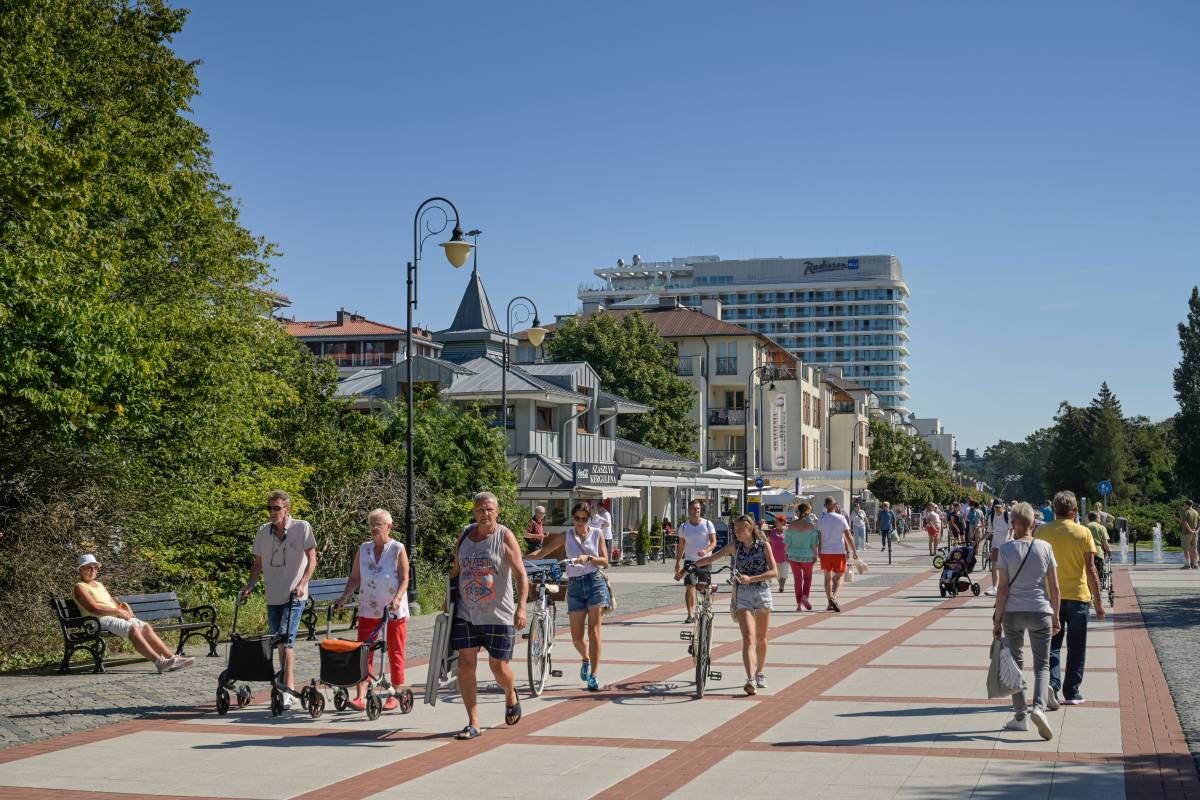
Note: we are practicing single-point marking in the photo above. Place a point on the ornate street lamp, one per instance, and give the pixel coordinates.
(526, 307)
(431, 218)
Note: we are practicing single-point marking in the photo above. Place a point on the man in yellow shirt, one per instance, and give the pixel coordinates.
(1189, 524)
(1074, 551)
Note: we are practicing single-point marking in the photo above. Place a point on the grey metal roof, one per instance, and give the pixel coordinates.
(630, 452)
(365, 383)
(474, 310)
(485, 378)
(623, 404)
(535, 471)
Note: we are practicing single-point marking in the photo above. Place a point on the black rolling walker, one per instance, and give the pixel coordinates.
(252, 659)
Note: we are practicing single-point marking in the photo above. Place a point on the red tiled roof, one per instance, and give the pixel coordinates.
(349, 328)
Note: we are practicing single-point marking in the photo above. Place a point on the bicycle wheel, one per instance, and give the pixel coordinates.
(537, 655)
(702, 645)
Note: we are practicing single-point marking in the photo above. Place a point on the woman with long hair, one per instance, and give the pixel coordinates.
(756, 567)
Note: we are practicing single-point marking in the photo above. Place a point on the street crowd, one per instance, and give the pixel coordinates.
(1045, 567)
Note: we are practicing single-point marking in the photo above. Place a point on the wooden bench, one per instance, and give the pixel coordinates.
(325, 593)
(81, 631)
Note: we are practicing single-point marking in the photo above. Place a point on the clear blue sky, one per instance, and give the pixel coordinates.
(1033, 164)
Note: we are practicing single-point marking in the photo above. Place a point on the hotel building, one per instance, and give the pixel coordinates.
(846, 312)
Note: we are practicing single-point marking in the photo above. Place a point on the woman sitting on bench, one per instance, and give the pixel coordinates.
(115, 618)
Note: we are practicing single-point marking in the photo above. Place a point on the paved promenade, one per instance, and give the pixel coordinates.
(883, 701)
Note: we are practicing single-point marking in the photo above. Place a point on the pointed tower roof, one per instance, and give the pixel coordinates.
(475, 310)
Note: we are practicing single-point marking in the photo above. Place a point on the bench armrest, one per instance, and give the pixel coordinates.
(205, 613)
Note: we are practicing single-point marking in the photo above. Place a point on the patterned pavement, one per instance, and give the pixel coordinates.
(883, 701)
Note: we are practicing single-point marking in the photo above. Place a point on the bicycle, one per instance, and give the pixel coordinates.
(541, 624)
(701, 636)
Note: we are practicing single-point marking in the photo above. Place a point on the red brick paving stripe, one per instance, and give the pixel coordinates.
(1158, 764)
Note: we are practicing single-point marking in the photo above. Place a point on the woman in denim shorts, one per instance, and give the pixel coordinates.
(756, 567)
(587, 594)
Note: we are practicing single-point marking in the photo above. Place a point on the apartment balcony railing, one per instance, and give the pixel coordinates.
(726, 416)
(732, 459)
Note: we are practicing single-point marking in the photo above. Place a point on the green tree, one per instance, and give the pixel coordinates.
(1066, 465)
(1187, 394)
(633, 361)
(1109, 450)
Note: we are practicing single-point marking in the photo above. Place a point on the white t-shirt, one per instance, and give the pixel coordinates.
(832, 527)
(695, 537)
(283, 560)
(603, 519)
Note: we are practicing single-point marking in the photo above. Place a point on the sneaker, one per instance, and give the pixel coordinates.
(1039, 721)
(1018, 723)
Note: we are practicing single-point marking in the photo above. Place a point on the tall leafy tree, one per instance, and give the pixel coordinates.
(1187, 394)
(634, 361)
(1109, 451)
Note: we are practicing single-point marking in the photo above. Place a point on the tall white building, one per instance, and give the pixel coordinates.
(847, 312)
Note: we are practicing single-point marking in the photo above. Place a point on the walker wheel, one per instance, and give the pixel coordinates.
(375, 707)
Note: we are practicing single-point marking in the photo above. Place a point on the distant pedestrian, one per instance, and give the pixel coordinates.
(1074, 552)
(486, 563)
(1027, 602)
(1189, 530)
(286, 555)
(756, 566)
(885, 523)
(858, 525)
(779, 547)
(697, 539)
(803, 542)
(835, 542)
(1001, 531)
(933, 522)
(535, 535)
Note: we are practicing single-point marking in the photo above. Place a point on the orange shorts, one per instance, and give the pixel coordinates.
(833, 561)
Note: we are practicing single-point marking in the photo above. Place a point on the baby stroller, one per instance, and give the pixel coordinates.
(957, 572)
(252, 659)
(345, 665)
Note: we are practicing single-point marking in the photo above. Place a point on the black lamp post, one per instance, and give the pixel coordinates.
(768, 372)
(537, 335)
(432, 217)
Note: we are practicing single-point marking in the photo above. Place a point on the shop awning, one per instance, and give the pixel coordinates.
(606, 492)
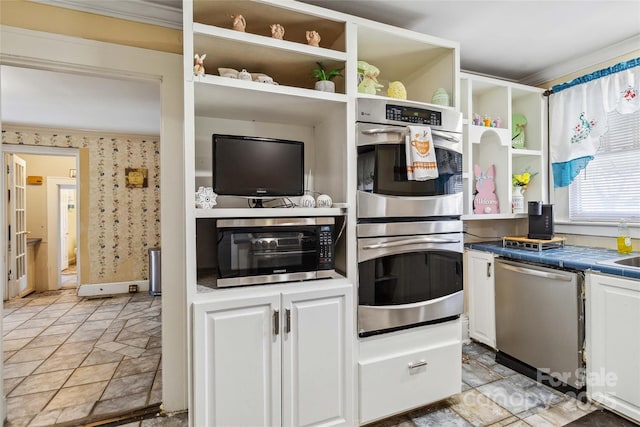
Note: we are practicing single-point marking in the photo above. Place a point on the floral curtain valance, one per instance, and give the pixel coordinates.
(578, 115)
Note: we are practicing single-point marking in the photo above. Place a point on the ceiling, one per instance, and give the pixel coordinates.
(35, 97)
(530, 42)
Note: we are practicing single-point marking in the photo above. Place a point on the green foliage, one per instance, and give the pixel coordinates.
(321, 72)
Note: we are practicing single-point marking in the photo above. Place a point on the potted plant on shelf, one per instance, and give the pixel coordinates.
(325, 78)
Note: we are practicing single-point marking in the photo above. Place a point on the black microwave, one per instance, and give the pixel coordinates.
(255, 251)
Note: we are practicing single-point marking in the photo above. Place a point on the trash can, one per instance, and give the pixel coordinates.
(155, 281)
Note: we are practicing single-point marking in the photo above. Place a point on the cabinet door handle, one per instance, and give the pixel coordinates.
(419, 363)
(287, 326)
(276, 322)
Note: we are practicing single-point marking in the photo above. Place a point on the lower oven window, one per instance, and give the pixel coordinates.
(409, 278)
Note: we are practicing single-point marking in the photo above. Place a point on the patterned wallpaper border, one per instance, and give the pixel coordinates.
(123, 222)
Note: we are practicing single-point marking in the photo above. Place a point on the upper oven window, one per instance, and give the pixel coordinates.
(382, 169)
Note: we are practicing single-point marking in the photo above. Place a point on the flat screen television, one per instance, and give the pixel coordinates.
(256, 168)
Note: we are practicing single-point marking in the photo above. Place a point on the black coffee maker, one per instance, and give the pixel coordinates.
(540, 221)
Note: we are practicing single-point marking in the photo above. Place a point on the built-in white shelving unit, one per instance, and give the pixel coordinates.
(325, 122)
(485, 146)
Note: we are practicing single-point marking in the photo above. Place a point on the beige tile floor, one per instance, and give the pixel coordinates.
(494, 395)
(67, 357)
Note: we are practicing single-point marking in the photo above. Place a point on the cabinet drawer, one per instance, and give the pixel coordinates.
(403, 381)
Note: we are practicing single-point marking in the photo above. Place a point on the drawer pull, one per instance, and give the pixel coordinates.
(417, 364)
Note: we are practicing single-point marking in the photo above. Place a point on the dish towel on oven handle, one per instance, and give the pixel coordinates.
(421, 155)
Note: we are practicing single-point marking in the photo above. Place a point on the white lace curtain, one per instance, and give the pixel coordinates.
(578, 115)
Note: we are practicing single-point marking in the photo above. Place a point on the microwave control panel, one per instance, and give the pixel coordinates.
(421, 116)
(325, 255)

::::::::

→ Objective: Write the lines out verbatim, from the one with "on the lower" through the last line of the entries, and stop there.

→ Finished task:
Note: we are practicing single-point marking in the photo above. Place a point on the lower oven window, one per instance, and give the pixel coordinates.
(409, 278)
Note: we are practicing single-point marking in the photo above. Place a point on the patterned wallpaper border, one per instance, and give the pixel coordinates.
(123, 222)
Note: we are practicing single-point marking in the photo above. Place a point on the upper oven window, one per instance, and give the pixel coordinates.
(382, 169)
Note: we are practicing single-point marking in the photo above. Place a point on the flat screen television, one per instance, and give the pixel coordinates.
(256, 168)
Note: we are practicing single-point marking in the photo above. Place a point on the black coffee maker, one per instance, and give the pixel coordinates.
(540, 221)
Note: we are practicing single-point marking in the photo above. Place a point on the built-in white shelving unit, one per instance, and give the pixel coordinates.
(325, 122)
(485, 146)
Note: we are practicing single-point marking in the photo above. Place a point on the beige tile floor, one per instance, and give the pixel coordinates.
(494, 395)
(67, 357)
Note: we are practicing single-point marking in the photo above. Place a point on the cabinet drawer, one per instance, and give the pixel coordinates.
(403, 381)
Note: we are practicing single-point marking in the photo above. Place a point on the drawer pull, one per instance, and give the pixel coordinates.
(417, 364)
Note: we are practicing single-point marking in the photo above. Place a point on the dish towel on oven handle, one per instance, and give the pixel coordinates.
(421, 155)
Note: we are practicing single-point marking in the photo above. Place a point on the white lace curtain, one per instance, and give the pixel coordinates.
(578, 115)
Note: we are practicing single-point marking in the photo above. Place a point on the microwave control panel, one per instance, and give the pixel coordinates.
(421, 116)
(325, 255)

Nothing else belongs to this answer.